◆ Task directions:
Write out the full listing again, exactly as it stands.

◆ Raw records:
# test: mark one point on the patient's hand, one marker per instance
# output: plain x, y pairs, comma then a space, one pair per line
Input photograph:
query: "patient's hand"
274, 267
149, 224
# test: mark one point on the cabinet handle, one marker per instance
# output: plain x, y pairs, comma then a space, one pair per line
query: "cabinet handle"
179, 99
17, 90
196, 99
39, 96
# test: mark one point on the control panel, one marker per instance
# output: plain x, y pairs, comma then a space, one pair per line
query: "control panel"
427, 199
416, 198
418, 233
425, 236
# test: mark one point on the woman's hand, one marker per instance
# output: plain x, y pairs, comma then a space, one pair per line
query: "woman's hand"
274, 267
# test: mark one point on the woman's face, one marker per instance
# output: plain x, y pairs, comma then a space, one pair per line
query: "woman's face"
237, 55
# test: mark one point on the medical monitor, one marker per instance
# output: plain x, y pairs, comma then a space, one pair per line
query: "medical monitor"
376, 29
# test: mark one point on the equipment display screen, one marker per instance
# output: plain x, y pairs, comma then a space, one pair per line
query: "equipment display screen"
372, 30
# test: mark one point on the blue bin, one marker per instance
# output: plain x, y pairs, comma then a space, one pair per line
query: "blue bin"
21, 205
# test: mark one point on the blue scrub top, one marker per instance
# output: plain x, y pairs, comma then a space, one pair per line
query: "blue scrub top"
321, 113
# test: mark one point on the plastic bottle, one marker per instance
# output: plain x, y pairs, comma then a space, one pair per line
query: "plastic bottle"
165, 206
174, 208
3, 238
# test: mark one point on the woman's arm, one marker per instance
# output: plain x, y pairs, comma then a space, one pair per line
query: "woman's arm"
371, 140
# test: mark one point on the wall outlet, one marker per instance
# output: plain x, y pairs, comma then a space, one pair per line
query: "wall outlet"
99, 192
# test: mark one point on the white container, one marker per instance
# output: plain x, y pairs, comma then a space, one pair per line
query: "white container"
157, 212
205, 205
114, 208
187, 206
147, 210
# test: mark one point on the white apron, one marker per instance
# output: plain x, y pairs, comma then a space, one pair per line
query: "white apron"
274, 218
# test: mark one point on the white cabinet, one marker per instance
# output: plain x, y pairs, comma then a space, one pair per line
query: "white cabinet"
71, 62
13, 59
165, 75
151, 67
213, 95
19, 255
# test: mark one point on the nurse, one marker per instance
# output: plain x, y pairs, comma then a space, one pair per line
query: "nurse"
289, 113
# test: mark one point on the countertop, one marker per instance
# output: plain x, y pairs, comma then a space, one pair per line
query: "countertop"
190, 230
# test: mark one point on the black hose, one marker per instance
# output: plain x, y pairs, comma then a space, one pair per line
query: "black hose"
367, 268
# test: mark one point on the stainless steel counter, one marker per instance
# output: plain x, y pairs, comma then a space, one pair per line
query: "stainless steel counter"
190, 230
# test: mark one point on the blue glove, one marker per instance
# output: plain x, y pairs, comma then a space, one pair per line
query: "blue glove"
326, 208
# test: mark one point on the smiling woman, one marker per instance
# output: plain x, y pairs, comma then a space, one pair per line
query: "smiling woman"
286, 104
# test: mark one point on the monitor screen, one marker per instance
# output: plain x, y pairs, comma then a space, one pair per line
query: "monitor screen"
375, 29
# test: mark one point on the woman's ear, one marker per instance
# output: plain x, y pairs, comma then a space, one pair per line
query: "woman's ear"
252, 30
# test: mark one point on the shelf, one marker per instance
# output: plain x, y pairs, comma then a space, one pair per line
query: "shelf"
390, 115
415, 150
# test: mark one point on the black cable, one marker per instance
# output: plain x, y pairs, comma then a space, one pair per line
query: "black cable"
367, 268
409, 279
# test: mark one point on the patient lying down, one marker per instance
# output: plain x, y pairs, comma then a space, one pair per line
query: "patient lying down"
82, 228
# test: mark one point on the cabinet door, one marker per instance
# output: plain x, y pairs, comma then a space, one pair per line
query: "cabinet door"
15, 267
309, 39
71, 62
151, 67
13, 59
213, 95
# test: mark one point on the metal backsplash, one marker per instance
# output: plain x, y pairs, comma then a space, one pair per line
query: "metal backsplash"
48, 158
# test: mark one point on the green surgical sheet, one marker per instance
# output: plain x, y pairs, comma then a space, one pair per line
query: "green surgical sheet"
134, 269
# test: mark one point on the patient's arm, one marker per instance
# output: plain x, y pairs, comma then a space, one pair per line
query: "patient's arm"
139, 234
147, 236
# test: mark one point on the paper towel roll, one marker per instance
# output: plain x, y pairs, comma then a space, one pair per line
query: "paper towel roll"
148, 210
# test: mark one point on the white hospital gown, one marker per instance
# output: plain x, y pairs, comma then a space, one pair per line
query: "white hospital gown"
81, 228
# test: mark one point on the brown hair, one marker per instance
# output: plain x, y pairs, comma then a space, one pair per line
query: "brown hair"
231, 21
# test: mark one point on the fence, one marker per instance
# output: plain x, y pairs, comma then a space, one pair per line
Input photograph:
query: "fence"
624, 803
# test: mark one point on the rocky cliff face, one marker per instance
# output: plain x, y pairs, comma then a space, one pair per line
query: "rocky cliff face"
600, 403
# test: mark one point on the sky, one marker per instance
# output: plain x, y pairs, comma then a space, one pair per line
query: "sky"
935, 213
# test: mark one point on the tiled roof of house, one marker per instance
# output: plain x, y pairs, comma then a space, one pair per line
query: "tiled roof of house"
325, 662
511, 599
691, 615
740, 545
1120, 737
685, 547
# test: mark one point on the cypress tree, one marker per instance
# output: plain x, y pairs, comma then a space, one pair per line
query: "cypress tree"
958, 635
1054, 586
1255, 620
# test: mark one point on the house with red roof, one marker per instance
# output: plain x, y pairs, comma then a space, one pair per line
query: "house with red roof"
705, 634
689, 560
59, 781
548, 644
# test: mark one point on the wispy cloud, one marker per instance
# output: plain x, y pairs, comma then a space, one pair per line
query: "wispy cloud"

◆ Task answer:
# test: mark one point on the patient's hand, one marker per instance
# output: plain x, y pairs, comma then a space, one pair per line
Input photograph:
query: "patient's hand"
274, 267
149, 224
# test: mark one point on the cabinet handle, one marker per instance
# output: plain x, y pairs, comma then a space, one pair per line
query: "cabinet handle"
179, 99
17, 90
196, 99
39, 96
# test: mark one point on the control panel, one marker per instance
# output: plain x, y pairs, comma then a space, one pair per line
query: "control panel"
427, 199
416, 198
418, 233
425, 236
# test: mark one point on the woman's hand, one marker per instance
# output: plain x, y pairs, comma then a space, one pair per line
query: "woman's hand"
274, 267
# test: mark one point on the woman's face, one marker per instance
# output: plain x, y pairs, comma then a space, one pair per line
query: "woman's face"
237, 55
# test: mark one point on the medical monitor, one marker per instance
# output: plain x, y pairs, comma then a space, one pair per line
query: "medical monitor"
376, 29
# test: mark one point on the equipment display screen, one marker per instance
# output: plain x, y pairs, comma then a space, one pair per line
query: "equipment display screen"
372, 30
# test: mark one point on the blue bin, one marker per instance
# output: plain x, y pairs, comma then a space, one pair per line
query: "blue bin"
21, 205
# test: mark one point on the blue scrub top, one marker per instance
# output: plain x, y pairs, comma then a space, one pair per line
query: "blue scrub top"
321, 113
# test: mark one point on the plastic bottle, one marker per instance
# output: plain x, y pairs, comma then a space, one pair per line
query: "plastic bottle"
165, 206
174, 208
3, 238
# test: mark one point on the woman's arm, one marker per instance
# output: plain x, y pairs, comma then a space, one pair per line
query: "woman's arm"
371, 140
# test: mark one point on the wall outlet, one marker per instance
# output: plain x, y pairs, comma then a space, one pair per line
query: "wall outlet"
99, 192
# test: mark one point on the white container, one marker per instance
# output: plain x, y pairs, comma then a space, one pair per line
query: "white container"
157, 212
205, 205
114, 208
187, 206
147, 210
# test: mark one point on the white apron, one marker per instance
# output: plain x, y pairs, comma then a space, one pair per line
query: "white apron"
274, 218
# test: mark one point on the white cabinet, one marker per instance
# output: plain x, y pairs, comma then a space, one pair per line
query: "white cabinet"
71, 62
13, 59
165, 75
151, 67
213, 95
19, 255
# test: mark one point on the nurse, one marker per instance
# output: plain x, y pairs, comma then a space, one pair per line
query: "nurse"
289, 113
# test: mark one point on the countertop, one marker per instance
# output: plain x, y pairs, comma then a space, one pair per line
query: "countertop"
190, 230
# test: mark one point on the black hose, one marker per instance
# output: plain x, y pairs, comma then a space, one pair per line
query: "black hose"
367, 268
# test: mark one point on the stainless steel counter, one marker per instance
# output: plain x, y pairs, comma then a space, one pair per line
query: "stainless steel counter"
190, 230
# test: mark one point on the blue glove, one marker per instance
# output: plain x, y pairs, comma then a space, one pair per line
query: "blue glove"
326, 208
# test: mark one point on the smiling woman, one marker per instance
# output: plain x, y pairs, comma then a space, one pair per line
query: "smiling woman"
286, 104
# test: mark one point on the monitor screen, one marker per instance
# output: plain x, y pairs, comma then a space, one pair per line
query: "monitor screen"
375, 29
# test: mark one point on the woman's ear, one marker per instance
# output: plain x, y pairs, comma then a space, one pair per line
query: "woman's ear"
252, 30
# test: mark one point on the shelf, one marker per instance
# output: plain x, y pairs, comma then a space, one pair per line
query: "shelf"
390, 115
415, 150
# test: mark one point on the black cable, one marker per instance
# output: plain x, y pairs, comma then a space, one pair per line
query: "black cable"
367, 268
409, 279
# test: mark one point on the patient lying down, one marker per instance
# output: plain x, y pairs, comma then a space, one pair per line
query: "patient lying down"
82, 228
# test: mark one point on the cabinet door, one marker per instance
# output: plain x, y pairs, comma then a space, one pair per line
query: "cabinet door"
15, 267
309, 39
71, 62
151, 67
13, 59
213, 95
# test: mark one point on the metal backsplash, one marker per instance
# output: plain x, y pairs, comma then a space, one pair per line
query: "metal backsplash"
48, 158
# test: mark one point on the green surgical sheet, one marker per instance
# output: plain x, y pairs, comma then a space, one pair per line
query: "green surgical sheet"
134, 269
# test: mark one point on the patient's arm, one marker per instance
# output: plain x, y pairs, comma then a space, one pair per line
query: "patient's arm"
139, 234
147, 236
# test: mark one point on the paper towel roll, one marker per instance
# output: plain x, y pairs, comma then a space, one pair per line
query: "paper towel roll"
148, 210
# test: mark one point on the white hospital gown, one marker per instance
# output: plain x, y pairs, comma then a space, one pair per line
query: "white hospital gown"
81, 228
# test: mark one point on the brown hair, one marker per instance
# output: plain x, y pairs, comma then a space, one pair per line
query: "brown hair"
231, 21
# test: mark one point on the fence, one marker per instance
# output: plain x, y pairs, comma then a space, one pair per line
Input photograph:
query: "fence"
624, 803
# test: mark one point on the rocky cliff face, one marker per instance
# output: plain x, y pairs, comma then a space, one pair per line
query: "rocky cliff face"
600, 403
# test: mark one point on the sky, one marker per instance
# output: plain x, y pairs, comma then a space, one pair per line
query: "sky"
935, 213
# test: mark one point on the tiled roof of house, one marker per instance
# output: plain x, y pairs, comma then a space, one pair per line
query: "tiled roof of house"
325, 662
511, 599
691, 615
740, 545
1120, 737
685, 547
# test: mark one point on the cypress tree, one marker per instance
# output: plain x, y pairs, comma then a space, one pair per line
query: "cypress tree"
958, 635
1054, 586
1255, 620
# test: mark one point on the house with red roof, one marker per instance
# output: plain x, y pairs, comma then a space, one pair per line
query: "house with red roof"
705, 634
689, 560
59, 781
548, 644
# test: mark one point on the wispy cloud, one marker per instance
# output: plain x, y pairs, comma then a space, one pair per line
query: "wispy cloud"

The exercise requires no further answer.